### What you have to do
Copy down all of the data underneath, exactly as shown.

(Extracted records)
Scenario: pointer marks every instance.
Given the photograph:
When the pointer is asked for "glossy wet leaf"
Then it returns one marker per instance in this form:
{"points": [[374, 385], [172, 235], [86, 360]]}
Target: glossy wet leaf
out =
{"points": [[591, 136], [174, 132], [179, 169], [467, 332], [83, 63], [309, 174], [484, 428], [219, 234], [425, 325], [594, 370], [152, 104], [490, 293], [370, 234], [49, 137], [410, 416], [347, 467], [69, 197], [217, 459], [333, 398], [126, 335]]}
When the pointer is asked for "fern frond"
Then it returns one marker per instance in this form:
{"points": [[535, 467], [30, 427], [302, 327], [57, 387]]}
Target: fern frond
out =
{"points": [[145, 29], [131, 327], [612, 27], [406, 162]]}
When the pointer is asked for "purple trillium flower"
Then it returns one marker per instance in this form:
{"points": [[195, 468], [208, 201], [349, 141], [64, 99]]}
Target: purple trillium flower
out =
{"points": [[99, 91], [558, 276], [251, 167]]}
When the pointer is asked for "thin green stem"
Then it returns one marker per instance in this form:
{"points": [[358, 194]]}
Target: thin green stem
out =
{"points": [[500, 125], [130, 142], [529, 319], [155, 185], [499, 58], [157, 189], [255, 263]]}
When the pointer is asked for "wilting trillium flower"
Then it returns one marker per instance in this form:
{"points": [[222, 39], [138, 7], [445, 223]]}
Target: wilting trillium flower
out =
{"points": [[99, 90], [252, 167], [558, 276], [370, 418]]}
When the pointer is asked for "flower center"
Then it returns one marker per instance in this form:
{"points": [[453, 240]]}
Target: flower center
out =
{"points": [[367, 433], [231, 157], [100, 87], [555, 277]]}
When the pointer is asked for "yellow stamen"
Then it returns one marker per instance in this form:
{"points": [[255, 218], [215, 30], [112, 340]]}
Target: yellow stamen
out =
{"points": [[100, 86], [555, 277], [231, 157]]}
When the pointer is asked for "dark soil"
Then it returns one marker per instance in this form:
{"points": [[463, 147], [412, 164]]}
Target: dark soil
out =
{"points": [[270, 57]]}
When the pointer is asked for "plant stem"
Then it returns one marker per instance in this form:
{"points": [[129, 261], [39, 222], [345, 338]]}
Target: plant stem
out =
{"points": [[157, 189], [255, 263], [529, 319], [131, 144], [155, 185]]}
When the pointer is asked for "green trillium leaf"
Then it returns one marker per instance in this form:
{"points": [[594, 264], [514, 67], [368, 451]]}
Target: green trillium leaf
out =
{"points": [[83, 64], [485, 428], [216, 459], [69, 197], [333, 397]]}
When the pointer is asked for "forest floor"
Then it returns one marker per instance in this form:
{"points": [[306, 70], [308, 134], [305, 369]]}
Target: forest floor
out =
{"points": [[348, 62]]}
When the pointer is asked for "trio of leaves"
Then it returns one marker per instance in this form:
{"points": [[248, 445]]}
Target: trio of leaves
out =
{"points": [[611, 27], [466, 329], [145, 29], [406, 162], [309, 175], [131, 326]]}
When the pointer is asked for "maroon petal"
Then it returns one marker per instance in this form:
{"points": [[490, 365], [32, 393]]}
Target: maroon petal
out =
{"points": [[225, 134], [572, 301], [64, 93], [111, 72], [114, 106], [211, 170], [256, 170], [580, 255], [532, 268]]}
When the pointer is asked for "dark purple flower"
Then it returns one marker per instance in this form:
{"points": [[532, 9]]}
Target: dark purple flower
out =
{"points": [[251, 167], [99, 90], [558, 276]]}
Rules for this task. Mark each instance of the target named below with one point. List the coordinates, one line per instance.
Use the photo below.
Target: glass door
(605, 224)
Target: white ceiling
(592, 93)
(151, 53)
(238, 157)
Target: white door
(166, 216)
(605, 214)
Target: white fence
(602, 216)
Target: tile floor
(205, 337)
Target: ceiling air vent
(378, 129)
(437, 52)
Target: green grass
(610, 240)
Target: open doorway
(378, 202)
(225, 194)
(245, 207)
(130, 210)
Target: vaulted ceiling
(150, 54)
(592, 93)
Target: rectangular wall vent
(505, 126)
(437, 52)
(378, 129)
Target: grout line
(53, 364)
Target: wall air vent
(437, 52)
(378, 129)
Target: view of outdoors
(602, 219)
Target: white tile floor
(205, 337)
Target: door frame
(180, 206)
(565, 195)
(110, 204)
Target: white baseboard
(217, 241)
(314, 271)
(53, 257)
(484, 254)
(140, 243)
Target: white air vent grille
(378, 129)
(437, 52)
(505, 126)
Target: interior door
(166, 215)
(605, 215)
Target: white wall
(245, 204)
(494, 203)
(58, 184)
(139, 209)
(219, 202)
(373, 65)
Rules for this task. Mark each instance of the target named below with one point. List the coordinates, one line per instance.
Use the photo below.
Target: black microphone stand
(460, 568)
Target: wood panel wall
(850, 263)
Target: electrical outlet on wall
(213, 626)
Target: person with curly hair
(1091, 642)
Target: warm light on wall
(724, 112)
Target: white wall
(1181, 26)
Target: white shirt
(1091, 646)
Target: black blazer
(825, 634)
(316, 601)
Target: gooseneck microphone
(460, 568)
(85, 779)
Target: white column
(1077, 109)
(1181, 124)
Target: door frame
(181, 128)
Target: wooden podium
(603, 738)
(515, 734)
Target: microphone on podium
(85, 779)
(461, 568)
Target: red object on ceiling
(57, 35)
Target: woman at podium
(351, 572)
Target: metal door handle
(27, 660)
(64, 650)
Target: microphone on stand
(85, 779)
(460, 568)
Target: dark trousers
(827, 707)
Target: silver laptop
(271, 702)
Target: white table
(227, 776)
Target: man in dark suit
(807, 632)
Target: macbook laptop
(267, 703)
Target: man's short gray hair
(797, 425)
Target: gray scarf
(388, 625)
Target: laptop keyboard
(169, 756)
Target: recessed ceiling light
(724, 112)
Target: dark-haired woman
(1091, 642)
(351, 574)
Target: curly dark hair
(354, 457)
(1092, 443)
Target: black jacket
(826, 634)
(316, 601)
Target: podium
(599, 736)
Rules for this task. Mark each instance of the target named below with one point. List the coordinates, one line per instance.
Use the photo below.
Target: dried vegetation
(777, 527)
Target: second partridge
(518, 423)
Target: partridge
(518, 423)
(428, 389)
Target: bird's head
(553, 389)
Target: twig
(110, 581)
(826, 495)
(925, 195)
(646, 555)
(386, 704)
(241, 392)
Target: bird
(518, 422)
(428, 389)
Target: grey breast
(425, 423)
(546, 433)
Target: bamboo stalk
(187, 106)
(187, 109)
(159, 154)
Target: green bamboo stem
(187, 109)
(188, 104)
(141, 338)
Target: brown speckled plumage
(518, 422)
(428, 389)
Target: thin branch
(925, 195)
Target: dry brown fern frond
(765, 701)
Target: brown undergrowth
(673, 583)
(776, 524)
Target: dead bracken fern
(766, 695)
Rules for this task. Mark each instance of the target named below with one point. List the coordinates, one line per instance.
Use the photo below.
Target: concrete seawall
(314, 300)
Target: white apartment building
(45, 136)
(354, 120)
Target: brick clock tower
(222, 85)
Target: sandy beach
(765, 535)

### Expected answer
Scenario: pointer marks every instance.
Given the photograph:
When the pointer is asked for "glossy wet leaf"
Then it returns one marker per instance in this form:
{"points": [[374, 385], [172, 235], [86, 360]]}
Target: glossy wet leaf
out =
{"points": [[591, 136], [174, 132], [179, 169], [467, 332], [83, 63], [309, 174], [484, 428], [219, 234], [425, 325], [594, 370], [152, 104], [490, 293], [370, 234], [49, 137], [410, 416], [347, 467], [69, 197], [217, 459], [333, 398], [126, 335]]}
When the pointer is asked for "fern frond"
Then it returns one marker per instance in this form:
{"points": [[535, 467], [30, 427], [302, 327], [57, 387]]}
Target: fern frond
out =
{"points": [[145, 29], [131, 327], [612, 27], [406, 162]]}
When the pointer is asked for "purple trillium flower"
Then it returns one marker per instance in this form:
{"points": [[195, 468], [208, 201], [349, 141], [64, 99]]}
Target: purple trillium flower
out =
{"points": [[99, 91], [558, 276], [251, 167]]}
When the pointer is asked for "thin green stem"
Then it returns one marker per instance in this form:
{"points": [[358, 194]]}
Target: thin green stem
out =
{"points": [[500, 125], [130, 142], [529, 319], [155, 185], [499, 58], [157, 189], [255, 263]]}
When the pointer is asked for "wilting trillium flower"
Then it returns one marker per instance in this form:
{"points": [[222, 39], [138, 7], [445, 223]]}
Target: wilting trillium flower
out =
{"points": [[99, 90], [252, 167], [558, 276], [370, 418]]}
When the pointer is asked for "flower center"
Then it returns one marker per instance in this form:
{"points": [[453, 240]]}
Target: flower center
out =
{"points": [[367, 433], [231, 157], [100, 87], [555, 277]]}
When the pointer is asked for "yellow stamen"
Then it returns one marker per instance in this form:
{"points": [[255, 218], [215, 30], [112, 340]]}
Target: yellow stamen
out =
{"points": [[100, 86], [555, 277], [231, 157]]}
When the pointer is asked for "dark soil"
Then it returns one marker per instance in this form:
{"points": [[463, 147], [412, 164]]}
Target: dark soil
out =
{"points": [[270, 57]]}
When the pointer is asked for "plant stem"
Then it returns one marker per instance in this form:
{"points": [[129, 261], [39, 222], [345, 338]]}
Target: plant stem
out =
{"points": [[157, 189], [255, 263], [529, 319], [131, 144], [155, 185]]}
When the pointer is asked for "green trillium leaf"
Then it returns one marker per instance in this form:
{"points": [[594, 264], [514, 67], [368, 451]]}
Target: green trillium leaf
out =
{"points": [[83, 64], [485, 428], [216, 459], [69, 197], [333, 397]]}
When the pointer is asked for "forest floor"
Then it returns one marker per instance in this form:
{"points": [[306, 70], [308, 134], [305, 369]]}
Target: forest floor
out =
{"points": [[348, 62]]}
When the pointer is asked for "trio of leaves"
Then it returns one marker per instance in this form:
{"points": [[248, 445]]}
Target: trio of leaves
out =
{"points": [[611, 27], [466, 329], [145, 29], [406, 162], [309, 175], [131, 326]]}
When the pointer is asked for "maroon petal"
Then it returns one marker per instance in this form:
{"points": [[490, 365], [32, 393]]}
Target: maroon petal
out =
{"points": [[225, 134], [572, 301], [64, 93], [111, 72], [114, 106], [211, 170], [256, 170], [580, 255], [532, 268]]}
When the pointer is asked for "dark purple flower"
Then it returns one marker per instance in this form:
{"points": [[532, 9]]}
Target: dark purple flower
out =
{"points": [[251, 167], [99, 90], [558, 276]]}
Rules for this task. Mark each instance of the target named below with one point. List the coordinates, one line per instance.
Use the photo below.
Target: glass door
(605, 224)
Target: white ceiling
(592, 93)
(151, 53)
(238, 157)
Target: white door
(166, 216)
(605, 214)
Target: white fence
(602, 216)
Target: tile floor
(205, 337)
Target: ceiling air vent
(378, 129)
(437, 52)
Target: green grass
(610, 240)
Target: open doorway
(378, 202)
(225, 194)
(245, 207)
(130, 210)
Target: vaulted ceiling
(150, 54)
(592, 93)
Target: rectangular wall vent
(505, 126)
(437, 52)
(378, 129)
Target: grout line
(53, 364)
Target: wall air vent
(437, 52)
(378, 129)
Target: view of outdoors
(602, 219)
Target: white tile floor
(205, 337)
Target: door frame
(180, 206)
(565, 195)
(110, 204)
Target: white baseboard
(217, 241)
(314, 271)
(53, 257)
(484, 254)
(140, 243)
Target: white air vent grille
(378, 129)
(437, 52)
(505, 126)
Target: interior door
(166, 215)
(605, 215)
Target: white wall
(245, 204)
(494, 203)
(58, 184)
(139, 209)
(219, 202)
(373, 65)
Rules for this task. Mark each instance of the target named below with one point. List the coordinates, one line per instance.
Use the photo below.
Target: black microphone stand
(460, 568)
Target: wood panel wall
(850, 263)
Target: electrical outlet on wall
(213, 626)
Target: person with curly hair
(1091, 642)
Target: warm light on wall
(724, 112)
Target: white wall
(1181, 26)
Target: white shirt
(1091, 646)
Target: black blazer
(825, 634)
(316, 601)
Target: gooseneck microphone
(460, 568)
(85, 779)
Target: white column
(1077, 109)
(1181, 124)
Target: door frame
(181, 128)
Target: wooden podium
(603, 738)
(515, 734)
Target: microphone on podium
(85, 779)
(461, 568)
Target: red object on ceiling
(57, 35)
Target: woman at podium
(351, 572)
Target: metal door handle
(27, 660)
(64, 650)
Target: microphone on stand
(85, 779)
(460, 568)
Target: dark trousers
(827, 707)
Target: silver laptop
(271, 702)
Target: white table
(227, 776)
Target: man in dark suit
(807, 632)
Target: macbook laptop
(267, 703)
Target: man's short gray hair
(797, 425)
Target: gray scarf
(388, 625)
Target: laptop keyboard
(169, 756)
Target: recessed ceiling light
(724, 112)
Target: dark-haired woman
(1091, 642)
(351, 574)
Target: curly dark hair
(354, 457)
(1092, 443)
Target: black jacket
(826, 634)
(316, 601)
Target: podium
(599, 736)
Rules for this task. Mark each instance of the target named below with one point. List the coordinates, one line per instance.
Use the photo below.
Target: dried vegetation
(777, 527)
Target: second partridge
(518, 423)
Target: partridge
(518, 423)
(428, 389)
Target: bird's head
(553, 389)
Target: twig
(110, 581)
(826, 495)
(925, 195)
(646, 555)
(386, 704)
(241, 392)
Target: bird
(518, 422)
(428, 389)
Target: grey breast
(425, 423)
(546, 433)
Target: bamboo stalk
(187, 106)
(187, 109)
(159, 154)
Target: green bamboo stem
(187, 109)
(188, 104)
(141, 338)
Target: brown speckled plumage
(518, 422)
(428, 389)
Target: thin branch
(925, 195)
Target: dry brown fern frond
(765, 701)
Target: brown undergrowth
(673, 583)
(776, 524)
Target: dead bracken fern
(766, 695)
Rules for this task. Mark each instance of the target named below with one point. List the coordinates, one line per instance.
Use the photo below.
Target: concrete seawall
(314, 300)
Target: white apartment building
(45, 136)
(354, 120)
Target: brick clock tower
(222, 85)
Target: sandy beach
(765, 535)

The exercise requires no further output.